EXTRACT:
Let's Design and Build a (mostly) Digital Theremin!

Posted: 9/18/2017 2:28:13 AM

From: Northern NJ, USA

Joined: 2/17/2012

32/16/8 Float

I'm going through my various floating point math subroutines and optimizing them for the unpacked float type under consideration. The float consists of a 32 bit unsigned normalized (MSb=1) magnitude with decimal place to the left of the MSb, a 16 bit signed non-offset exponent (power of 2), and an 8 bit sign (1 or -1), all stored in separate processor registers / memory slots.  Forcing the output of these subroutines to produce normalized results, plus a very well defined non-norm zero (MAG=0, EXP=-0x8FFF, SGN=1) means a lot of the up-front processing can be removed.  I'm hoping that allowing the exponent to "roam free" in the 32 bit space (in calculations between memory storage and retrieval) will reduce the cycles needed to implement the math I need to do, and I have a specific "lim_f" subroutine that reigns it back in to 16 bits when desired (7 cycles max).  Floating point multiplication now takes 8 cycles max, and floating point addition takes 16 cycles max.  I wrote functions that convert floats to / from signed ints, and they take 9 and 8 cycles max., respectively.  Onward and upward!

Posted: 9/24/2017 3:33:26 PM

From: Northern NJ, USA

Joined: 2/17/2012

Strong Typing

One way programming languages are characterized is by how strongly typed they are.  Typing is a way of assigning a label to a constant or variable so that operations on it (arithmetic, logical, storage, printing, etc.) automatically behave a certain way.  Common types are (signed) ints, unsigned ints, floats, characters, etc.  (One horrible thing about early C is the vagueness of the bit width specified by the common types of int, long, etc. as well as modulo behavior.  You often desire a certain modulo along with the natural behavior of it under 2's complement operations, and indeed newer extensions to C++ have explicit width types such as int32_t, uint32_t, etc.)

Typing is an interesting way to automate things, but you often need to override the default action, and this is done through casting, which syntactically uses the type as a sort of function.  For example, int32_t(x) returns the signed 32 bit int representation of x.  Often the value returned isn't different, only the type label has been changed so that it gets operated on as expected for that type.  (Another horrible thing about C is the way it handles signed functions, where all inputs have to be signed for the signed operation to be employed, otherwise the operation is unsigned, which leads to all kinds of unexpected error situations.)

I get the typing thing for bit width, but not so much for signed behavior.  It seems to me that the operation rather than data should be typed, and this is what I do in my assembly language.  Less than comparisons between variables are also typed (using signed or unsigned subtract, equality is sign neutral, less than comparisons to zero are always signed).


Still working on the basic math subroutines.  EXP2_F is done (35 cycles max) and I thought LOG2_F was wrapped up but now I'm seeing some wasted headroom opportunities in the polynomial coefficients.  I could improve the error by 1/2 bit or so worst case, but it might take days to tune the thing.  Same issue with the float version of COS.  There seems to be more headroom available in the COS polynomial vs. the SIN polynomial, another reason to use COS as the basis for both.

SHORT PROBLEM 1: In the theremin thread, list every operation that is given a maximum cycle count, along with that count.
SHORT PROBLEM 2: Write the next part of the theremin thread, starting right after its last sentence.
The lines after this point are separate material and have nothing to do with the theremin thread.

LISTED ENTRIES:
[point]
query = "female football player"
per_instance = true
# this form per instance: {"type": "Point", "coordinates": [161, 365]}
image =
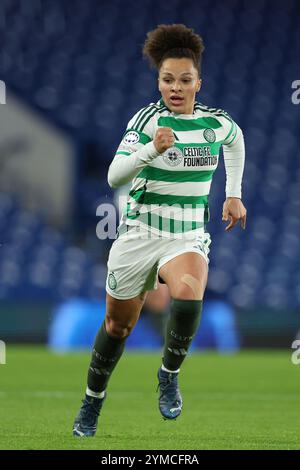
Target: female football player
{"type": "Point", "coordinates": [169, 152]}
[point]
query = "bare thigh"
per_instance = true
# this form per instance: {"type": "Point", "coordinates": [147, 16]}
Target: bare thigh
{"type": "Point", "coordinates": [122, 315]}
{"type": "Point", "coordinates": [186, 276]}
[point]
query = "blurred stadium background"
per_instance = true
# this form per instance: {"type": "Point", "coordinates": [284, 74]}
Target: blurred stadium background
{"type": "Point", "coordinates": [74, 76]}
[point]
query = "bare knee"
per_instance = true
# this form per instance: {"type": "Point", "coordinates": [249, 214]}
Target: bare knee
{"type": "Point", "coordinates": [122, 315]}
{"type": "Point", "coordinates": [189, 288]}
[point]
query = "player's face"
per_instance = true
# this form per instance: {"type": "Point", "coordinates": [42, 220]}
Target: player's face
{"type": "Point", "coordinates": [178, 83]}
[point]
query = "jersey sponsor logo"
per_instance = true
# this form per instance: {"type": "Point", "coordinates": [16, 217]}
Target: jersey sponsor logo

RIGHT ANSWER 1:
- lim_f (bringing the exponent back to 16 bits): 7 cycles max
- Floating point multiplication: 8 cycles max
- Floating point addition: 16 cycles max
- Converting a float to a signed int: 9 cycles max
- Converting a signed int to a float: 8 cycles max
- EXP2_F: 35 cycles max

RIGHT ANSWER 2:
This stuff can be fairly complex at the algorithmic level, and incredibly nuanced at the numeric level.  One thing that's really paying off is the hardware limiting of shifts, that alone massively cleaned up the EXP2_F code.


In the processor I removed all the mixed signed / unsigned ops and installed a "reverse subtract" op.  Add, multiply, and, or, xor - none of these care about operand order, but subtract does.  The reverse version swaps (commutes) the operands.  This shaves off an instruction or two here and there, particularly for the immediate ops, not sure if it will stay.

Posted: 9/30/2017 3:02:18 PM

From: Northern NJ, USA

Joined: 2/17/2012


If anyone is interested in my latest Hive math algorithms, I put a spreadsheet describing them here:


I've test-benched each one, they're all polished up and ready to go.  It really helps to work out the algorithms in something interactive like Excel, you get a lot of insight by actually seeing what's going on at each step.  Coding them up in HAL and watching them run in the simulator is also quite informative.  And of course the results of both should match exactly.


# include <filename>

The best way to maintain these algorithms is to have a single copy in a file somewhere, and pull it into your program via a pre-processor directive.  C uses the "# include" syntax and that's what I've decided to do in the HAL assembler.  It's kind of thorny adding this feature because:

1. Errors can now happen in the other files that get pulled in, so the file name needs to track here for meaningful error reporting.

2. With multiple files the line number isn't unique anymore, so this also needs to track for proper error reporting.

3. There can be files within files within files etc. so we need a system to keep track of the read position in any files we will be returning to to read from some more.  This is very similar to pushing the subroutine return address.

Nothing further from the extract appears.